Written exercise - Copy out all of the records below word for word, but leave the pictures out of your answer.

Record extracts -

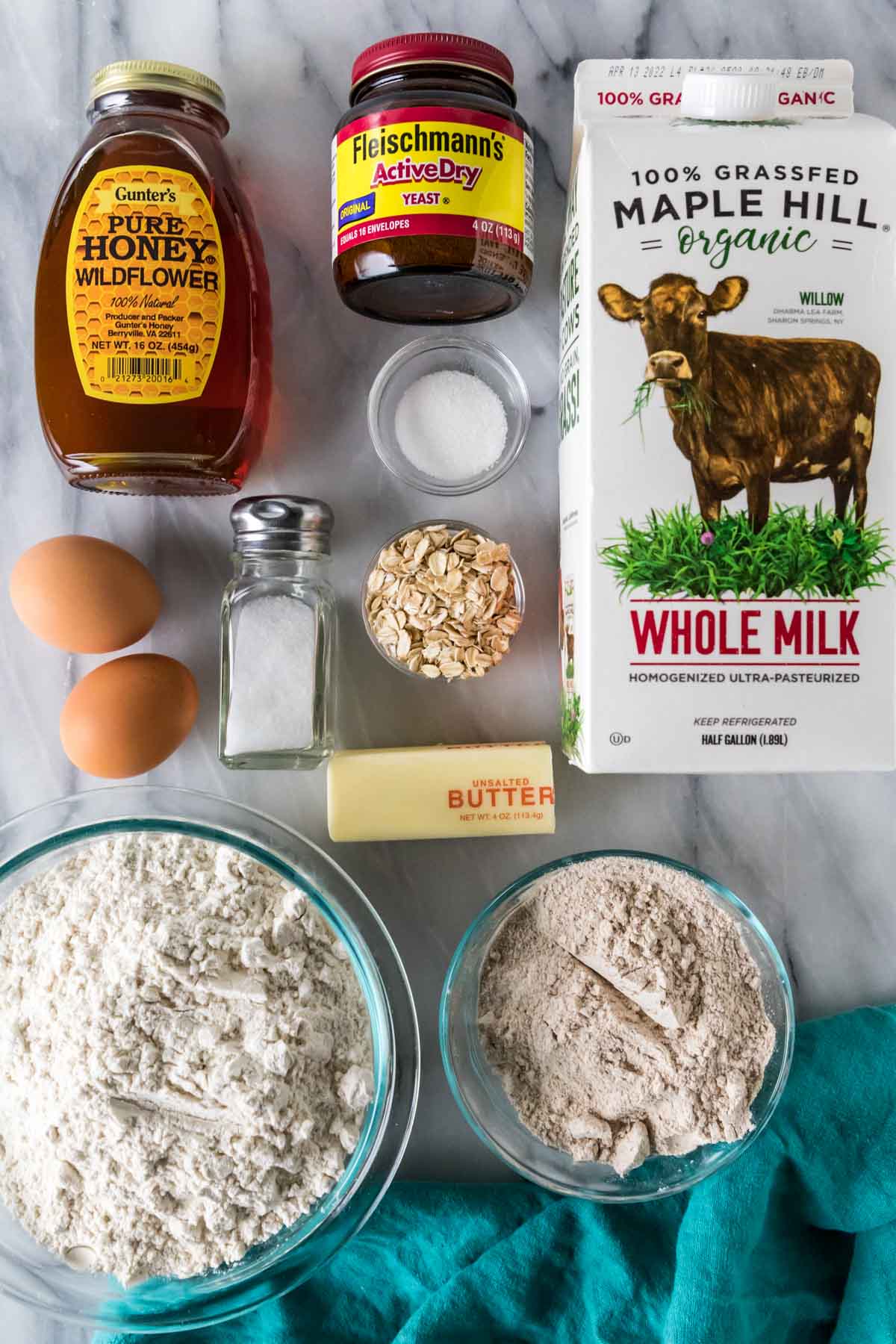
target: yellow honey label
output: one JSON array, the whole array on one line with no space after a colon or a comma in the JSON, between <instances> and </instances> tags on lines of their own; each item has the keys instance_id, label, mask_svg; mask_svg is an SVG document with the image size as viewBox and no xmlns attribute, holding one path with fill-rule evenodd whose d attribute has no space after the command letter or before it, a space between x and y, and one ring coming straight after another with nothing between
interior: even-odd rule
<instances>
[{"instance_id":1,"label":"yellow honey label","mask_svg":"<svg viewBox=\"0 0 896 1344\"><path fill-rule=\"evenodd\" d=\"M514 121L455 108L398 108L336 134L333 259L380 238L430 234L533 255L532 140Z\"/></svg>"},{"instance_id":2,"label":"yellow honey label","mask_svg":"<svg viewBox=\"0 0 896 1344\"><path fill-rule=\"evenodd\" d=\"M66 308L87 396L148 406L201 395L224 316L224 255L191 173L97 173L71 226Z\"/></svg>"}]
</instances>

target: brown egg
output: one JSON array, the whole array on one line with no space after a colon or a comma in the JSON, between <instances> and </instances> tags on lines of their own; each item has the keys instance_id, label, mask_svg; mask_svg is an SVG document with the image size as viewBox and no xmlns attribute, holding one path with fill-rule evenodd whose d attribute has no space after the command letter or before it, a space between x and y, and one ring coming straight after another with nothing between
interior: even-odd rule
<instances>
[{"instance_id":1,"label":"brown egg","mask_svg":"<svg viewBox=\"0 0 896 1344\"><path fill-rule=\"evenodd\" d=\"M176 751L197 708L189 668L161 653L129 653L78 681L62 707L59 737L79 770L126 780Z\"/></svg>"},{"instance_id":2,"label":"brown egg","mask_svg":"<svg viewBox=\"0 0 896 1344\"><path fill-rule=\"evenodd\" d=\"M67 653L111 653L152 630L161 607L140 560L98 536L54 536L20 555L9 575L16 616Z\"/></svg>"}]
</instances>

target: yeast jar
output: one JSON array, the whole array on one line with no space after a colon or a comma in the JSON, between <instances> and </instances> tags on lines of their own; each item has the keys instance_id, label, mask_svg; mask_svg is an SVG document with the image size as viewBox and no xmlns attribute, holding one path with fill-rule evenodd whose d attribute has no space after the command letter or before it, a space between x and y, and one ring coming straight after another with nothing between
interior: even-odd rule
<instances>
[{"instance_id":1,"label":"yeast jar","mask_svg":"<svg viewBox=\"0 0 896 1344\"><path fill-rule=\"evenodd\" d=\"M38 405L71 485L227 495L270 402L261 241L222 141L224 97L163 62L99 70L35 300Z\"/></svg>"},{"instance_id":2,"label":"yeast jar","mask_svg":"<svg viewBox=\"0 0 896 1344\"><path fill-rule=\"evenodd\" d=\"M333 137L333 277L396 323L512 312L532 280L533 156L497 47L415 32L368 47Z\"/></svg>"}]
</instances>

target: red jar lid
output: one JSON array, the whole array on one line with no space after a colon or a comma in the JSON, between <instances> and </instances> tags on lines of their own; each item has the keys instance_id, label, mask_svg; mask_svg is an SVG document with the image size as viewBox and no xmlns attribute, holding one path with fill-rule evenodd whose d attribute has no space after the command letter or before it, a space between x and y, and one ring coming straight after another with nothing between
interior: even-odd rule
<instances>
[{"instance_id":1,"label":"red jar lid","mask_svg":"<svg viewBox=\"0 0 896 1344\"><path fill-rule=\"evenodd\" d=\"M352 66L352 89L368 75L412 65L467 66L513 87L513 66L497 47L458 32L406 32L361 51Z\"/></svg>"}]
</instances>

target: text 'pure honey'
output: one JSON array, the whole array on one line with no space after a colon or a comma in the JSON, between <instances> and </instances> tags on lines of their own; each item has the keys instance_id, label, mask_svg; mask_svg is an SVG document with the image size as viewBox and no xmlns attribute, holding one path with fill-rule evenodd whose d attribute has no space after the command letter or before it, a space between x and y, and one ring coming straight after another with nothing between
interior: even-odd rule
<instances>
[{"instance_id":1,"label":"text 'pure honey'","mask_svg":"<svg viewBox=\"0 0 896 1344\"><path fill-rule=\"evenodd\" d=\"M270 298L223 93L124 60L94 75L89 118L38 273L47 442L86 489L230 493L262 449Z\"/></svg>"}]
</instances>

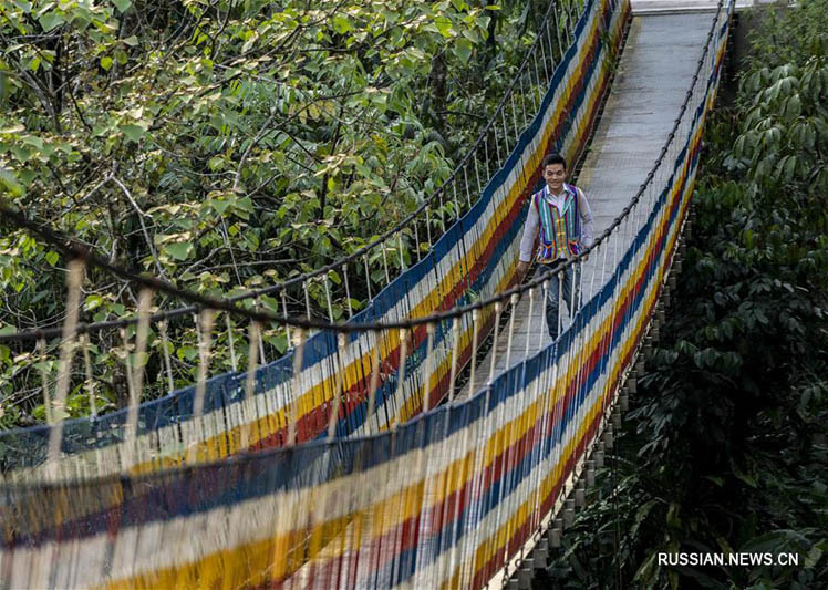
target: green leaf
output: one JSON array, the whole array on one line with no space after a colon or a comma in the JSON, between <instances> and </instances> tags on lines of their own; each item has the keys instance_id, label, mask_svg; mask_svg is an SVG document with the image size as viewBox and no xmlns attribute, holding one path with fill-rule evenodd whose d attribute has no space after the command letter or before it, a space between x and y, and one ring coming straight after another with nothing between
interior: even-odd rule
<instances>
[{"instance_id":1,"label":"green leaf","mask_svg":"<svg viewBox=\"0 0 828 590\"><path fill-rule=\"evenodd\" d=\"M139 142L144 136L144 127L133 125L132 123L128 123L126 125L118 125L118 128L124 133L124 135L126 135L135 143Z\"/></svg>"},{"instance_id":2,"label":"green leaf","mask_svg":"<svg viewBox=\"0 0 828 590\"><path fill-rule=\"evenodd\" d=\"M66 19L64 19L62 14L58 14L56 12L46 12L38 19L38 22L45 32L49 32L55 27L60 27L61 24L66 22Z\"/></svg>"},{"instance_id":3,"label":"green leaf","mask_svg":"<svg viewBox=\"0 0 828 590\"><path fill-rule=\"evenodd\" d=\"M474 48L468 39L458 39L454 44L454 54L459 58L463 63L468 63L472 59L472 52Z\"/></svg>"},{"instance_id":4,"label":"green leaf","mask_svg":"<svg viewBox=\"0 0 828 590\"><path fill-rule=\"evenodd\" d=\"M23 196L23 187L10 172L0 168L0 194L10 193L12 197Z\"/></svg>"},{"instance_id":5,"label":"green leaf","mask_svg":"<svg viewBox=\"0 0 828 590\"><path fill-rule=\"evenodd\" d=\"M348 17L343 17L342 14L334 14L333 15L333 30L337 31L339 34L344 34L349 31L352 31L353 27L351 27L351 21L348 20Z\"/></svg>"},{"instance_id":6,"label":"green leaf","mask_svg":"<svg viewBox=\"0 0 828 590\"><path fill-rule=\"evenodd\" d=\"M164 247L164 251L176 260L186 260L193 252L193 242L179 241L178 244L170 244Z\"/></svg>"}]
</instances>

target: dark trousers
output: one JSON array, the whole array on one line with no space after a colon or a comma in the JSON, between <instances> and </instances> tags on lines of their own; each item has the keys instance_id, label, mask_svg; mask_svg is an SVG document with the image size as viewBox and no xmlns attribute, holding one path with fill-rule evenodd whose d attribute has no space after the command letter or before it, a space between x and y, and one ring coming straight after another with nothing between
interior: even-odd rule
<instances>
[{"instance_id":1,"label":"dark trousers","mask_svg":"<svg viewBox=\"0 0 828 590\"><path fill-rule=\"evenodd\" d=\"M548 276L546 298L546 324L552 340L558 338L558 325L560 319L560 301L566 301L569 317L571 318L581 304L581 269L580 265L571 265L562 272L561 263L538 265L538 277Z\"/></svg>"}]
</instances>

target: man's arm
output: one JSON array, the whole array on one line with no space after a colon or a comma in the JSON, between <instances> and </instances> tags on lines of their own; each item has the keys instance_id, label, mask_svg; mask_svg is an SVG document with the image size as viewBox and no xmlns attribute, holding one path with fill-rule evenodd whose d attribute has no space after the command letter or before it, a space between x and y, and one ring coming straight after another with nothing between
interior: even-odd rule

Response to the exercise -
target: yellow honey label
output: one JSON array, the whole array on one line with no space after a colon or a comma in the JSON, between <instances> and </instances> tags on lines of their own; each item has the keys instance_id, label, mask_svg; mask_svg is an SVG document with the image size as viewBox and no xmlns attribute, holding one path with fill-rule evenodd whose d attribute has no space after the command letter or before it, a space between x and y, and one ring coming straight after another with nothing between
interior: even-odd rule
<instances>
[{"instance_id":1,"label":"yellow honey label","mask_svg":"<svg viewBox=\"0 0 896 1344\"><path fill-rule=\"evenodd\" d=\"M514 121L455 108L398 108L336 134L333 259L380 238L430 234L533 255L532 140Z\"/></svg>"},{"instance_id":2,"label":"yellow honey label","mask_svg":"<svg viewBox=\"0 0 896 1344\"><path fill-rule=\"evenodd\" d=\"M66 308L87 396L148 406L201 395L224 316L224 255L191 173L97 173L71 226Z\"/></svg>"}]
</instances>

target: brown egg
output: one JSON array, the whole array on one line with no space after a colon or a comma in the JSON, between <instances> and </instances> tags on lines of their own; each item has the keys instance_id, label, mask_svg; mask_svg is an SVG document with the image size as viewBox and no xmlns attribute, holding one path with fill-rule evenodd whose d attribute has no space after the command letter or before it, a space between x and y, and one ring coming straight after another with nothing between
interior: even-odd rule
<instances>
[{"instance_id":1,"label":"brown egg","mask_svg":"<svg viewBox=\"0 0 896 1344\"><path fill-rule=\"evenodd\" d=\"M176 751L197 708L189 668L161 653L129 653L78 681L62 707L59 737L79 770L126 780Z\"/></svg>"},{"instance_id":2,"label":"brown egg","mask_svg":"<svg viewBox=\"0 0 896 1344\"><path fill-rule=\"evenodd\" d=\"M67 653L111 653L152 630L161 607L140 560L98 536L54 536L20 555L9 575L16 616Z\"/></svg>"}]
</instances>

target: yeast jar
output: one JSON array, the whole array on one line with no space after a colon or a comma in the JSON, between <instances> and </instances> tags on lines of their own; each item has the keys instance_id, label, mask_svg; mask_svg is an SVG document with the image size as viewBox and no xmlns attribute, holding one path with fill-rule evenodd whose d attribute has no space after the command letter or before it, a space between x and y, and one ring coming straight after another with nothing between
interior: even-odd rule
<instances>
[{"instance_id":1,"label":"yeast jar","mask_svg":"<svg viewBox=\"0 0 896 1344\"><path fill-rule=\"evenodd\" d=\"M38 405L71 485L227 495L270 402L261 241L222 141L224 97L163 62L99 70L35 300Z\"/></svg>"},{"instance_id":2,"label":"yeast jar","mask_svg":"<svg viewBox=\"0 0 896 1344\"><path fill-rule=\"evenodd\" d=\"M333 137L333 277L396 323L512 312L532 280L533 156L497 47L415 32L368 47Z\"/></svg>"}]
</instances>

target: red jar lid
output: one JSON array, the whole array on one line with no space after a colon or a comma in the JSON, between <instances> and </instances> tags on lines of their own; each item has the keys instance_id, label, mask_svg; mask_svg is an SVG document with the image size as viewBox and no xmlns attribute, holding one path with fill-rule evenodd whose d attribute has no space after the command letter or before it, a space between x and y, and one ring coming straight after another with nothing between
interior: even-odd rule
<instances>
[{"instance_id":1,"label":"red jar lid","mask_svg":"<svg viewBox=\"0 0 896 1344\"><path fill-rule=\"evenodd\" d=\"M352 66L352 89L368 75L412 65L467 66L513 87L513 66L497 47L458 32L406 32L361 51Z\"/></svg>"}]
</instances>

target: text 'pure honey'
output: one JSON array, the whole array on one line with no space after a colon or a comma in the JSON, between <instances> and </instances> tags on lines of their own; each item has the keys instance_id, label, mask_svg; mask_svg is an SVG document with the image size as viewBox and no xmlns attribute, holding one path with fill-rule evenodd whose d attribute has no space after the command letter or before it, a space between x and y, and one ring coming straight after another with nothing between
interior: even-odd rule
<instances>
[{"instance_id":1,"label":"text 'pure honey'","mask_svg":"<svg viewBox=\"0 0 896 1344\"><path fill-rule=\"evenodd\" d=\"M270 298L223 93L124 60L94 75L89 118L38 273L47 442L86 489L230 493L262 449Z\"/></svg>"}]
</instances>

target: green leaf
output: one JSON array, the whole array on one line with no space after a colon or a comma in the JSON, between <instances> and </instances> tags on lines of their own; each item has the keys instance_id, label, mask_svg; mask_svg is an SVG document with the image size as viewBox and no xmlns attribute, holding one path with fill-rule evenodd whose d attribute has no space after the command letter or before it, a space between x and y, and one ring coming straight after another with nothing between
interior: even-odd rule
<instances>
[{"instance_id":1,"label":"green leaf","mask_svg":"<svg viewBox=\"0 0 828 590\"><path fill-rule=\"evenodd\" d=\"M139 142L144 136L144 127L133 125L132 123L128 123L126 125L118 125L118 128L124 133L124 135L126 135L135 143Z\"/></svg>"},{"instance_id":2,"label":"green leaf","mask_svg":"<svg viewBox=\"0 0 828 590\"><path fill-rule=\"evenodd\" d=\"M66 19L64 19L62 14L58 14L56 12L46 12L38 19L38 22L45 32L49 32L55 27L60 27L61 24L66 22Z\"/></svg>"},{"instance_id":3,"label":"green leaf","mask_svg":"<svg viewBox=\"0 0 828 590\"><path fill-rule=\"evenodd\" d=\"M474 48L468 39L458 39L454 44L454 54L459 58L463 63L468 63L472 59L472 52Z\"/></svg>"},{"instance_id":4,"label":"green leaf","mask_svg":"<svg viewBox=\"0 0 828 590\"><path fill-rule=\"evenodd\" d=\"M23 196L23 187L10 172L0 168L0 194L10 193L12 197Z\"/></svg>"},{"instance_id":5,"label":"green leaf","mask_svg":"<svg viewBox=\"0 0 828 590\"><path fill-rule=\"evenodd\" d=\"M348 17L343 17L342 14L334 14L333 15L333 30L337 31L339 34L344 34L349 31L352 31L353 27L351 27L351 21L348 20Z\"/></svg>"},{"instance_id":6,"label":"green leaf","mask_svg":"<svg viewBox=\"0 0 828 590\"><path fill-rule=\"evenodd\" d=\"M164 247L164 251L176 260L186 260L193 252L193 242L179 241L178 244L170 244Z\"/></svg>"}]
</instances>

target: dark trousers
output: one JSON array, the whole array on one line with no space after a colon or a comma in the JSON, between <instances> and </instances> tags on lines of their own; each item has the keys instance_id, label, mask_svg; mask_svg is an SVG document with the image size as viewBox and no xmlns attribute, holding one path with fill-rule evenodd whose d attribute has no space after the command letter or before it, a space between x and y, and one ring coming straight after another with nothing between
interior: even-odd rule
<instances>
[{"instance_id":1,"label":"dark trousers","mask_svg":"<svg viewBox=\"0 0 828 590\"><path fill-rule=\"evenodd\" d=\"M548 276L546 298L546 324L552 340L558 338L558 325L560 319L560 301L566 301L569 317L571 318L581 304L581 269L580 265L571 265L562 272L561 263L538 265L538 277Z\"/></svg>"}]
</instances>

target: man's arm
output: one JSON array, the whole array on one line with no space after a colon or a comma in the JSON, between <instances> and </instances> tags on lines of their own; each item has the keys instance_id, label, mask_svg; mask_svg is an SVG document with the image size as viewBox and no xmlns attribute, holding one path with fill-rule evenodd whose d attribute has no space after the command letter or before it, a space between x and y, and one ring coming straight after another with nothing between
interior: even-odd rule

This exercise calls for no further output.